++++ Text block

Ways to make money go further as a first-year student and as a first-time employee.
There is a certain euphoria about transitioning from high school to university and from university to the workplace. Whenever you hear stories about university or receive advice from those who’ve travelled down that route, it’s usually about remembering why you’re there, exploring and having fun, honouring deadlines, being aware of your mental health, and so on. The same goes for starting out in the workplace. Emphasis is placed on having good rapport with your colleagues, the joys of being independent and having the freedom to do as you wish; hell, just having a job is held at high regard. However, in both these instances, not much is said about how to manage your finances.

++++++++
++++ Dataset

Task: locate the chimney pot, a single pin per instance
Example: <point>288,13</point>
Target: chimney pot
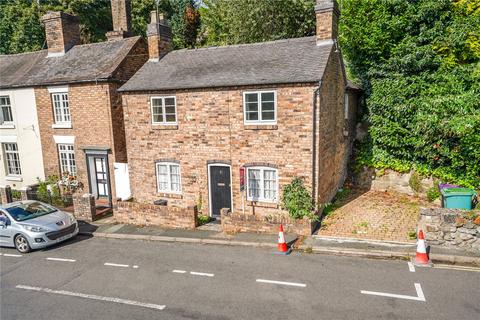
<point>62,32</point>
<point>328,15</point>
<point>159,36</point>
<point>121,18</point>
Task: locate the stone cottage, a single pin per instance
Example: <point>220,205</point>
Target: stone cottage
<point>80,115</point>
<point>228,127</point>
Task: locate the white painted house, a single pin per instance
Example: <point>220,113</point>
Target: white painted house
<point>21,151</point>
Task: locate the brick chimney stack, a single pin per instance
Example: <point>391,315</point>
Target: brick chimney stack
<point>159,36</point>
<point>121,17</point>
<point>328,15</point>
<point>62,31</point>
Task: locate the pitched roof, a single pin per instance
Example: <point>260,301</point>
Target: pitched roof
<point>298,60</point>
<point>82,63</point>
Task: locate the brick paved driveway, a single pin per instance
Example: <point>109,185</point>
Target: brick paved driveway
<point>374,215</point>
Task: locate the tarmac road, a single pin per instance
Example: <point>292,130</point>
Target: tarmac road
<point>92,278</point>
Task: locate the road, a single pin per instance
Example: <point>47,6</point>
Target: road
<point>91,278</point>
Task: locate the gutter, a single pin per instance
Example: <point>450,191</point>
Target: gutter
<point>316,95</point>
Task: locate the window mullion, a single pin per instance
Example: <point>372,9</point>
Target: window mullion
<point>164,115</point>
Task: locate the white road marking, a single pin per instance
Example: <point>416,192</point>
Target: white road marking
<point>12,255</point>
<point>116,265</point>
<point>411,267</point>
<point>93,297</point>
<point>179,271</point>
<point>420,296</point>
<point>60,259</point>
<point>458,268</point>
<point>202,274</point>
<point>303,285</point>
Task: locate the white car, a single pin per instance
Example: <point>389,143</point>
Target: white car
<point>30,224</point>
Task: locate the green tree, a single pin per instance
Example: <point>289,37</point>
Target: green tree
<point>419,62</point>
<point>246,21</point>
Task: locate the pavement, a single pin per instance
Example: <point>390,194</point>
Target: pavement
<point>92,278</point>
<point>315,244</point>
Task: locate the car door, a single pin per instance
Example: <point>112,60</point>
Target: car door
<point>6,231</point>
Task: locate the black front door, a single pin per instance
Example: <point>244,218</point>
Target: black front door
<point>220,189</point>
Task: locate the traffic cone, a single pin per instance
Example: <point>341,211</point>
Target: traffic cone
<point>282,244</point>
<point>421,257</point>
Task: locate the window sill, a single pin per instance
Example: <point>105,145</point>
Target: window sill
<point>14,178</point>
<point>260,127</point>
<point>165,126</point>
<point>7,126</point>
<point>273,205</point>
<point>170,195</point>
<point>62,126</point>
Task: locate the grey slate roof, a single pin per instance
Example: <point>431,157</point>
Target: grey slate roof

++++++++
++++ Dataset

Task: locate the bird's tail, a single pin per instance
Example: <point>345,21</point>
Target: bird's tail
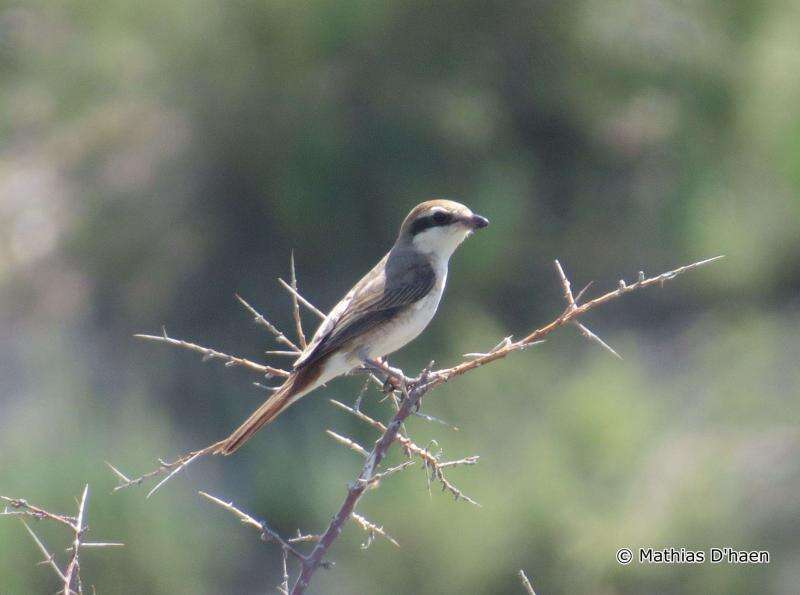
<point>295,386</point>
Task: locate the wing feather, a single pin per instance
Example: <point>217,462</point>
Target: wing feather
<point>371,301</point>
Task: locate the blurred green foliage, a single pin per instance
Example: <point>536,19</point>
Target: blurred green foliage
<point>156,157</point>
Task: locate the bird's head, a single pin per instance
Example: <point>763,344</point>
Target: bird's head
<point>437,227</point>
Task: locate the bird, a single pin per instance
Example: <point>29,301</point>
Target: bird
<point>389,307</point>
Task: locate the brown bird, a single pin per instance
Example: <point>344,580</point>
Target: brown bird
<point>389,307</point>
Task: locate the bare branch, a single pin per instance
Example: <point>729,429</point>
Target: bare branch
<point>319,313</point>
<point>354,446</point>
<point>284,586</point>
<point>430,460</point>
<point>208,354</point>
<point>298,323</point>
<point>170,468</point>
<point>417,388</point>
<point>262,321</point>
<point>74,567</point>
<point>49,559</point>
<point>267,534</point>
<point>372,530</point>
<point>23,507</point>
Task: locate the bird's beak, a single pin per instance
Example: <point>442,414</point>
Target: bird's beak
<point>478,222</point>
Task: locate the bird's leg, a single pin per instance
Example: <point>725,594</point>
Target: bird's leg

++++++++

**Problems to work on:**
1 – Answer these questions using the passage on making money go further as a student and a new employee.
(a) Which two transitions does the passage say bring a certain euphoria?
(b) What three things does it say are emphasized when starting out in the workplace?
(c) What does it say is rarely discussed in both instances?
2 – Rewrite the passage on making money go further, starting at "Ways to make" and ending at "manage your finances.", with "university" changed to "college" everywhere in that span.
3 – Extend the passage on making money go further as a student and a new employee, picking up after its final sentence.

**Responses in order:**
1 –
(a) Going from high school to university and from university to the workplace.
(b) Having good rapport with your colleagues, the joys of being independent, and having the freedom to do as you wish.
(c) How to manage your finances.

2 –
Ways to make money go further as a first-year student and as a first-time employee.
There is a certain euphoria about transitioning from high school to college and from college to the workplace. Whenever you hear stories about college or receive advice from those who’ve travelled down that route, it’s usually about remembering why you’re there, exploring and having fun, honouring deadlines, being aware of your mental health, and so on. The same goes for starting out in the workplace. Emphasis is placed on having good rapport with your colleagues, the joys of being independent and having the freedom to do as you wish; hell, just having a job is held at high regard. However, in both these instances, not much is said about how to manage your finances.

3 –
The truth is, people are uncomfortable discussing money and secondly, people only take financial tips from people who look like they know all there is to know about money – which is often a misconception. Money is simple, take care of it and it will take care of you. As soon as you get to university, before the academic commitments and the partying, there are a few things you need to sort out in order to lay a solid foundation:
- The first and most important rule – you are not home, so things are going to be different. Because you are still getting financial support from your parents, it’s crucial that you understand your family’s financial standing; there are certain things that your peers might be able to afford that you won’t, and vice versa. Therefore, it’s important to have a fixed budget. Takeaways are a waste of money; quick maths, you buy a meal that costs about R50 just for lunch whereas you could get a vegetable combo for the same amount. Long-term satisfaction over temporary satisfaction. If you’re used to popular quality brands, you might have to buy no-name brands. They’re not all that bad but you’ll soon learn your negotiables and non-negotiables. Don’t fret, it’s just for a few years.
- Understand the conditions of your bursary or student loan – what does it pay for? Based on its conditions, will you need extra cash from home or not? For example, your pass rate has to be at a certain level, otherwise you pay a fraction of the sponsorship; the sponsor gives you a lump sum of the money you need, which means you have to spread it out evenly for the year so that it covers your needs.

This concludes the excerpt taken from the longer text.